Referring expression data
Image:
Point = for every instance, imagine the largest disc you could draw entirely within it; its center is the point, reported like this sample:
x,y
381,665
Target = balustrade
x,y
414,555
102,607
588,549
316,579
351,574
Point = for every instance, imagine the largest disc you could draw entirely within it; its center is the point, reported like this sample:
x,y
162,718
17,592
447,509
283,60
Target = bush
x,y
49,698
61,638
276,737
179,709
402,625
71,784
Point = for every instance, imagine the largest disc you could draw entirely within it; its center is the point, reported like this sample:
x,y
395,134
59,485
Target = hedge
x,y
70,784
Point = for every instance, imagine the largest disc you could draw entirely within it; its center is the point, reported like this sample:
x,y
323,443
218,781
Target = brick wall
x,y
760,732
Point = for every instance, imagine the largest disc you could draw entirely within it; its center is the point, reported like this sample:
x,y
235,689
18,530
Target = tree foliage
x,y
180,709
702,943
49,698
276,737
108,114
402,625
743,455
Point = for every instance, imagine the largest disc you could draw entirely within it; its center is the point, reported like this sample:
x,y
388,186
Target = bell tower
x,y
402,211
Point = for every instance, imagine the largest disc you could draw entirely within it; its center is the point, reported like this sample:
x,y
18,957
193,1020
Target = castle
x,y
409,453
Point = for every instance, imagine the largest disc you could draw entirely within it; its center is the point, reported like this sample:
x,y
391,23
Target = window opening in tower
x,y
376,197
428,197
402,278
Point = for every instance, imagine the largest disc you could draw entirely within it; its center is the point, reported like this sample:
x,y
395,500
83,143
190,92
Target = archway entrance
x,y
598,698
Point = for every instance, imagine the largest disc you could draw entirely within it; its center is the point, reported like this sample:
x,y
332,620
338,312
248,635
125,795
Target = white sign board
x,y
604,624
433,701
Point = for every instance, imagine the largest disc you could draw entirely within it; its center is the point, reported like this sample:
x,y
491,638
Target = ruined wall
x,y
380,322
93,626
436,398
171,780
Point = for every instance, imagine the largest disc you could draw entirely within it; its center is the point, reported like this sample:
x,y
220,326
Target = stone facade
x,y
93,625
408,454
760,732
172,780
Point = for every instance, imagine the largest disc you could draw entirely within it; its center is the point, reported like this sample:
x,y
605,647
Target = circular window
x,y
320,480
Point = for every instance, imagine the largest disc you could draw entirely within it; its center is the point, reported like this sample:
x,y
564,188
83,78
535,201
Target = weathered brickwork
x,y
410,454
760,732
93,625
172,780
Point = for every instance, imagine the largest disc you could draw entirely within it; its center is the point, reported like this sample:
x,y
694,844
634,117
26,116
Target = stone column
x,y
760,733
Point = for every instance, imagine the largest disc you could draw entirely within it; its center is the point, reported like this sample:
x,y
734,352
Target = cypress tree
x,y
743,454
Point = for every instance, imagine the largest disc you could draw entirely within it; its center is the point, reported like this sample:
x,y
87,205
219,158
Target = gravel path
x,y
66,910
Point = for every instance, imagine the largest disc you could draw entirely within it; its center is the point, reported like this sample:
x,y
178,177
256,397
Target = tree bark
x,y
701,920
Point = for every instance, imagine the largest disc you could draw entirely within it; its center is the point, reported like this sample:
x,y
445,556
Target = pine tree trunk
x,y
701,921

Exercise requirements =>
Repeat every record, exactly as written.

Written solution =>
Image:
Point = for every instance, imagine the largest disc you could draw entirely within it; its center is the point, reported like this sample:
x,y
381,665
Target = balustrade
x,y
414,555
102,607
588,549
316,579
351,574
Point = for every instance, imagine the largest disc you could draw entirely within it; its center is the point, reported like this sample:
x,y
162,718
17,592
447,509
283,60
Target = bush
x,y
49,698
61,638
276,737
179,709
402,625
71,784
Point = for every instance, imagine the largest disc you could draw entirely within it; its center is the point, reported like this sample:
x,y
395,134
59,485
Target = hedge
x,y
70,784
Point = for every instance, imagine the largest disc you could draw entirely within it; its center is the point, reported like this sample:
x,y
323,443
218,781
Target = brick wall
x,y
760,732
Point = for every instance, imagine the largest disc you could draw entirely within it; its center is the point, reported like this sample:
x,y
235,689
18,530
Target = tree foliage
x,y
180,709
702,943
49,698
276,737
108,114
402,625
743,455
Point = for every instance, imagine the largest disc you could draw entirely within it; its center is the point, reported like this sample:
x,y
388,186
Target = bell tower
x,y
402,211
Point = for every instance, imagine the largest disc you could draw entirely within it; its center is the point, reported like this sample:
x,y
18,957
193,1020
Target = castle
x,y
409,453
Point = for every instance, imagine the largest disc you could draw entirely within it; its center is the point, reported like this sample:
x,y
391,23
Target = window opening in tower
x,y
376,197
428,197
402,278
Point = for every instance, imagine the largest disc you could draw entirely within it; its center is the point, reported like this sample:
x,y
395,500
83,143
190,92
Target = archway entrance
x,y
598,698
Point = for every instance, imagine the largest disc you could draw entirely within it; its center is the point, reported like this sample:
x,y
332,620
338,312
248,635
125,795
Target = white sign board
x,y
604,624
433,701
Point = for every instance, imagine the largest disc you could draw entirely within it; its center is the point, reported like this sample:
x,y
491,638
Target = ruined wall
x,y
380,322
93,626
436,398
171,780
Point = for every instance, imagine the largest disc you could draw entirely within it; its center is the point, reported like this sample:
x,y
220,326
Target = stone facade
x,y
93,625
408,454
760,732
172,780
Point = for every instance, imagine the largest disc you could draw entirely within it; its center is the point, reported like this sample:
x,y
605,647
Target = circular window
x,y
320,480
Point = for every instance, imagine the largest disc you could draw entirely within it; its center is the point, reported like this sample:
x,y
564,188
83,78
535,201
Target = weathered brickwork
x,y
410,454
760,732
93,625
172,780
Point = for every instance, imagine the largest disc you could draw entirely within it; its center is the point, reported like this sample:
x,y
694,844
634,117
26,116
Target = stone column
x,y
760,733
Point = for every instance, imagine the largest disc you could draw entirely within it; its center is the point, reported like this sample:
x,y
734,352
Target = cypress tree
x,y
743,454
Point = for every instance, imagine the largest disc you could draw entirely within it; its center is the point, reported like this sample:
x,y
87,205
219,158
Target = gravel path
x,y
66,910
Point = for every instance, imagine the largest disc you could draw entirely within it; its center is the point, reported like this sample:
x,y
178,177
256,397
Target = tree bark
x,y
701,920
Point = for every instance, imagine the largest disc you could draw entirely within it; its center is the point, reported like this sample:
x,y
445,556
Target = pine tree trunk
x,y
701,921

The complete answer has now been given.